Tally the lines in the data below that contain the string "shopping", and give only that number.

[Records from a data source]
>>>>>

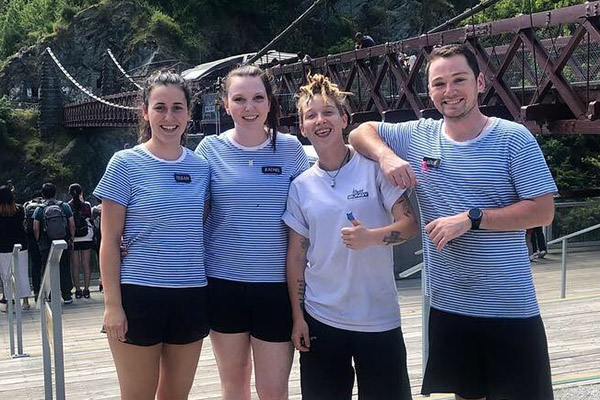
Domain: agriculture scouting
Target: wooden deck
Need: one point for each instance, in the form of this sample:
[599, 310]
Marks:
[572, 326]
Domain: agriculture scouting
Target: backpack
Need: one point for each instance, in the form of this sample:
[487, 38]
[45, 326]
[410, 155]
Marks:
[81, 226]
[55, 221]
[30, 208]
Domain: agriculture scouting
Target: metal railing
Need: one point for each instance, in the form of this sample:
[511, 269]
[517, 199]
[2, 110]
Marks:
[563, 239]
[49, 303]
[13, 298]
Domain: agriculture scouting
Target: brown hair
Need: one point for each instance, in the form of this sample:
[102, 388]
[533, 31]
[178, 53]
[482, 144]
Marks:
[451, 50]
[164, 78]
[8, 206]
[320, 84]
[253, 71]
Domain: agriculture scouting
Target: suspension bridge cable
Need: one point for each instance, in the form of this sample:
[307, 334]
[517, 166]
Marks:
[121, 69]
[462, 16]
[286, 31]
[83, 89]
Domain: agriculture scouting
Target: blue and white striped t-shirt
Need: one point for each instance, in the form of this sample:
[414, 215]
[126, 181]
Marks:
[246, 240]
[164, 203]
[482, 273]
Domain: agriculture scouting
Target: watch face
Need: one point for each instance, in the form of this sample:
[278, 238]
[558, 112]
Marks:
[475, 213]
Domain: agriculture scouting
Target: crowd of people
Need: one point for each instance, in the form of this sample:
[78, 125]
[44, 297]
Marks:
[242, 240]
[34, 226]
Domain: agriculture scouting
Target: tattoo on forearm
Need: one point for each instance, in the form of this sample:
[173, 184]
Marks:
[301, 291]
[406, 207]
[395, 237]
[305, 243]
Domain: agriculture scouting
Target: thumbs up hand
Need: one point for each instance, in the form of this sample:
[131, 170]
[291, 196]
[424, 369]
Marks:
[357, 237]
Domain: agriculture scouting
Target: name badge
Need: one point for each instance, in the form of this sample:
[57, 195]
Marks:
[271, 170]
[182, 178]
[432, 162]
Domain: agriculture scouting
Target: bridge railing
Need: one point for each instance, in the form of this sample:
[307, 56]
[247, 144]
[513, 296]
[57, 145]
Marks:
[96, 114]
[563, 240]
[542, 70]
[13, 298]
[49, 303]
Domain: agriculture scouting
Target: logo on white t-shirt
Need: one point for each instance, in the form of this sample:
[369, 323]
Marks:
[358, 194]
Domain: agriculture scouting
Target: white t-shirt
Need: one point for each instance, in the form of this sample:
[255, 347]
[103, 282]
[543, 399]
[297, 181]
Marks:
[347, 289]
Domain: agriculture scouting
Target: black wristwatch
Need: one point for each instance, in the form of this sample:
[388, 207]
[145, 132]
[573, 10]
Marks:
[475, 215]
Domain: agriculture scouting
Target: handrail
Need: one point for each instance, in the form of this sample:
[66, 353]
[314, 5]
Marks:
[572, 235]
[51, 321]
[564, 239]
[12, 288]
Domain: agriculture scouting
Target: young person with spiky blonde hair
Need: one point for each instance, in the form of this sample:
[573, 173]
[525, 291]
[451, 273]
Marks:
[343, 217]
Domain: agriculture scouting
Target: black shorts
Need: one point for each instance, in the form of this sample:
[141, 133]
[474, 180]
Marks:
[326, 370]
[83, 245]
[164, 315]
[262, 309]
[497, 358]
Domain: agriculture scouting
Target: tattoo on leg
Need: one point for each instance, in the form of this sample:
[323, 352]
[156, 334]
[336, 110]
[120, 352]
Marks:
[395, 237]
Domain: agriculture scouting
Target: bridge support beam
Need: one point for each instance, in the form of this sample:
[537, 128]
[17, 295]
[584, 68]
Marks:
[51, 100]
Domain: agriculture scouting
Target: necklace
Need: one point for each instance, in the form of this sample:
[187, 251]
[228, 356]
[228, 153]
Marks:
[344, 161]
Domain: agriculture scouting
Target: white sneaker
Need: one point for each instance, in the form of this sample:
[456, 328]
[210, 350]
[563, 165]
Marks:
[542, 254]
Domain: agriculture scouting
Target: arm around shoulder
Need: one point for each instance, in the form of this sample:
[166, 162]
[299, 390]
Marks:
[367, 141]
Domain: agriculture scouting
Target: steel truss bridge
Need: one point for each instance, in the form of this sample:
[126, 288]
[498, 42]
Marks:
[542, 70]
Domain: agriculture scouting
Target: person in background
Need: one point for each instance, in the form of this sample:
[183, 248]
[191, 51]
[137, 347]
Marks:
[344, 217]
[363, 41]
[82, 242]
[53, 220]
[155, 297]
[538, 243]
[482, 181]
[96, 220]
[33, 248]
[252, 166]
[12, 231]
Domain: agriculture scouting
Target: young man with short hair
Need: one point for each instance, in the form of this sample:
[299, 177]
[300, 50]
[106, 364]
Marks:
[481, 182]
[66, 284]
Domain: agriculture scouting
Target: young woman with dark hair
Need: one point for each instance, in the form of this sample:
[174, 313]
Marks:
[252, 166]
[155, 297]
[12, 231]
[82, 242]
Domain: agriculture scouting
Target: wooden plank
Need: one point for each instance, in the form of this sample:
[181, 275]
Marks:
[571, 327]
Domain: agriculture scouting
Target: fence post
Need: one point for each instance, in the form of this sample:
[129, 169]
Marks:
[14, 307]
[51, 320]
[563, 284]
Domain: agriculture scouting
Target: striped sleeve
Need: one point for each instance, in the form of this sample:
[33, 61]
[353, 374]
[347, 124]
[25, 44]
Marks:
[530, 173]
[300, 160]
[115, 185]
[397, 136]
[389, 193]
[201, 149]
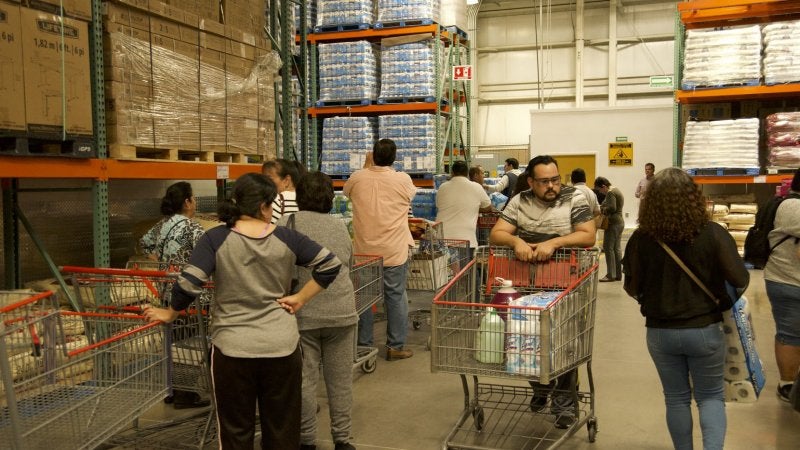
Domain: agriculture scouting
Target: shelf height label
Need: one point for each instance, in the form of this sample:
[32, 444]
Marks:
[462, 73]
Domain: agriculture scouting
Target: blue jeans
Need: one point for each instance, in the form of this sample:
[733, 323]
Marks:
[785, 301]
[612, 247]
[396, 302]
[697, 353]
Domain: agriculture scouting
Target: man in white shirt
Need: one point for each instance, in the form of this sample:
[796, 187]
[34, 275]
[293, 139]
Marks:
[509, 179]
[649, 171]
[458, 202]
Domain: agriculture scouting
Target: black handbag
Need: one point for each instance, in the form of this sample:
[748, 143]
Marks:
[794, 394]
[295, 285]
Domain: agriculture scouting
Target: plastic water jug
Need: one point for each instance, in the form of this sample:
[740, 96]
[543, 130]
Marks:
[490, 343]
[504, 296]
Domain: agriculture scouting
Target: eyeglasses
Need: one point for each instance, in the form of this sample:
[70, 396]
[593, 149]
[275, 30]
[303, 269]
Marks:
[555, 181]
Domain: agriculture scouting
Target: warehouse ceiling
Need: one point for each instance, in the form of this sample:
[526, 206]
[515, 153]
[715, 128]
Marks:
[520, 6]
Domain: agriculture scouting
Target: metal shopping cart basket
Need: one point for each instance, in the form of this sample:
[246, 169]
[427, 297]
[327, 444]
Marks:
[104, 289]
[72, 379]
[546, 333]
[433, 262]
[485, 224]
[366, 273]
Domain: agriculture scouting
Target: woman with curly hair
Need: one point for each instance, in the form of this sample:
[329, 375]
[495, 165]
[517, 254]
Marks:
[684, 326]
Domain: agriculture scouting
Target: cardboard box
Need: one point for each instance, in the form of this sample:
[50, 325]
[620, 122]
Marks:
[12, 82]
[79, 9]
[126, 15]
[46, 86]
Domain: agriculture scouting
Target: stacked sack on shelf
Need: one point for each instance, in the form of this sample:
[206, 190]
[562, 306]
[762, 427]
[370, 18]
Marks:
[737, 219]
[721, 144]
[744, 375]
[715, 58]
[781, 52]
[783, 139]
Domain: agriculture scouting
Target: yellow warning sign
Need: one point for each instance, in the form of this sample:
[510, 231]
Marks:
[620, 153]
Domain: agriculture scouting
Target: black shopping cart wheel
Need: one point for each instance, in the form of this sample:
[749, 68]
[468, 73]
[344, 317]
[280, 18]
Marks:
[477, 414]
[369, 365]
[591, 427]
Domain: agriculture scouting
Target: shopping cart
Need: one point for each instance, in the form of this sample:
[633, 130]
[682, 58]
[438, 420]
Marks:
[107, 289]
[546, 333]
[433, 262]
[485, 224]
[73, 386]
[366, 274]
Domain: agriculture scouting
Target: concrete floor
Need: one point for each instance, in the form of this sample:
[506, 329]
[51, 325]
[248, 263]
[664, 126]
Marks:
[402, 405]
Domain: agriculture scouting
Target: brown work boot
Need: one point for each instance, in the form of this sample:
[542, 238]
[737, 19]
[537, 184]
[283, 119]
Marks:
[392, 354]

<<<<<
>>>>>

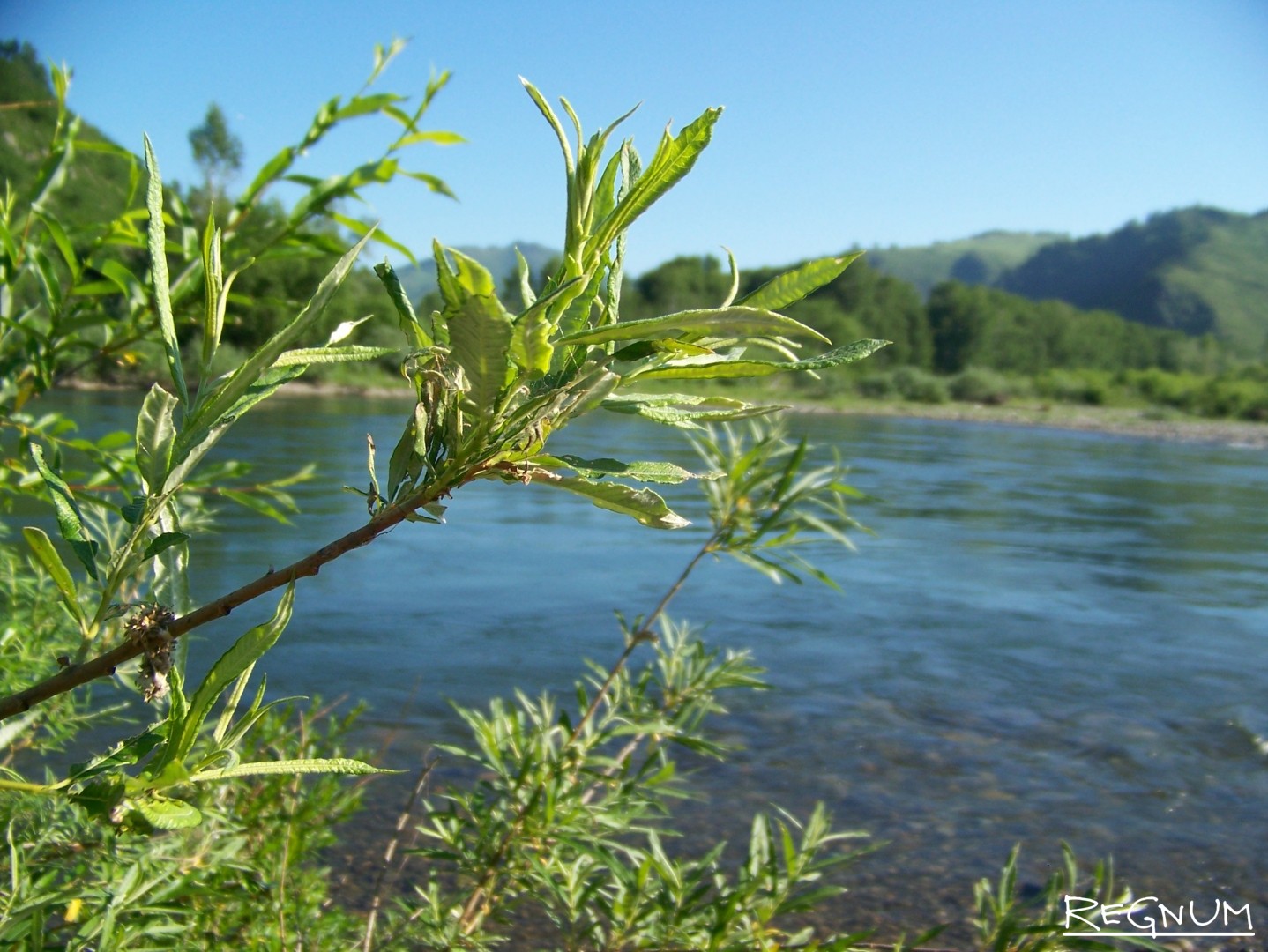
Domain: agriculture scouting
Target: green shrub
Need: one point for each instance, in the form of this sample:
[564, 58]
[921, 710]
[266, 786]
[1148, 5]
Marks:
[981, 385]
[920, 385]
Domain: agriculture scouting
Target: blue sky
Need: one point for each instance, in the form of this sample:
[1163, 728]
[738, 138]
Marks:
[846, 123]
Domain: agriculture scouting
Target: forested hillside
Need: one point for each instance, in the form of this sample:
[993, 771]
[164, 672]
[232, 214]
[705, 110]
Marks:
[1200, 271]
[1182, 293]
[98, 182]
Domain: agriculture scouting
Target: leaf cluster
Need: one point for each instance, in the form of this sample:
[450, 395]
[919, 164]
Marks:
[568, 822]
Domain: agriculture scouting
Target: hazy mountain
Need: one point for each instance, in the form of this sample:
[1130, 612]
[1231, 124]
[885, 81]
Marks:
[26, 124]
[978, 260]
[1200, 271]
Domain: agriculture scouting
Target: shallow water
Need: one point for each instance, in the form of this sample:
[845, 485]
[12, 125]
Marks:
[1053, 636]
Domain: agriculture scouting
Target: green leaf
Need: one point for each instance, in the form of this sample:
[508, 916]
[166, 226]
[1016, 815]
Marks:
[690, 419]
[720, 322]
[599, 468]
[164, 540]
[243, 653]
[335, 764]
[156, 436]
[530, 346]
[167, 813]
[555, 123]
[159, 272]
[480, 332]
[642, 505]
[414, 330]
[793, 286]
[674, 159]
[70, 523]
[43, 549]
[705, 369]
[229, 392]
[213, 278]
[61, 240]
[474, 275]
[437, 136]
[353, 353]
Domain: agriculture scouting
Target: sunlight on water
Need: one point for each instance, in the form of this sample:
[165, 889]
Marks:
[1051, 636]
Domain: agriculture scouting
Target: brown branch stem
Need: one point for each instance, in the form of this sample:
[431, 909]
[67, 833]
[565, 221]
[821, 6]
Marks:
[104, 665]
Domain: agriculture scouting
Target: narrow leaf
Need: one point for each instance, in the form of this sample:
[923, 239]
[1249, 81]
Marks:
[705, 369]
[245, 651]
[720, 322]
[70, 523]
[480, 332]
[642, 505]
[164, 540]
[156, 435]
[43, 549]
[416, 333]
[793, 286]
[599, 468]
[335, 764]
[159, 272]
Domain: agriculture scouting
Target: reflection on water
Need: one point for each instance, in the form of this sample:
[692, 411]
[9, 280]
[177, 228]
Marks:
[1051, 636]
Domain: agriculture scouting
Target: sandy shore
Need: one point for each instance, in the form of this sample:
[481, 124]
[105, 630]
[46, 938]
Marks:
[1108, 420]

<<<<<
>>>>>

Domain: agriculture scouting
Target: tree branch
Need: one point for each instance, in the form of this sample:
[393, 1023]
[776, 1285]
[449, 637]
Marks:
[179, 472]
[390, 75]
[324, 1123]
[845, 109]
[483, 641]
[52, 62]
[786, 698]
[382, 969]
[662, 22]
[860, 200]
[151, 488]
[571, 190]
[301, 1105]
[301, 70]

<<<<<

▸ Exercise response: 3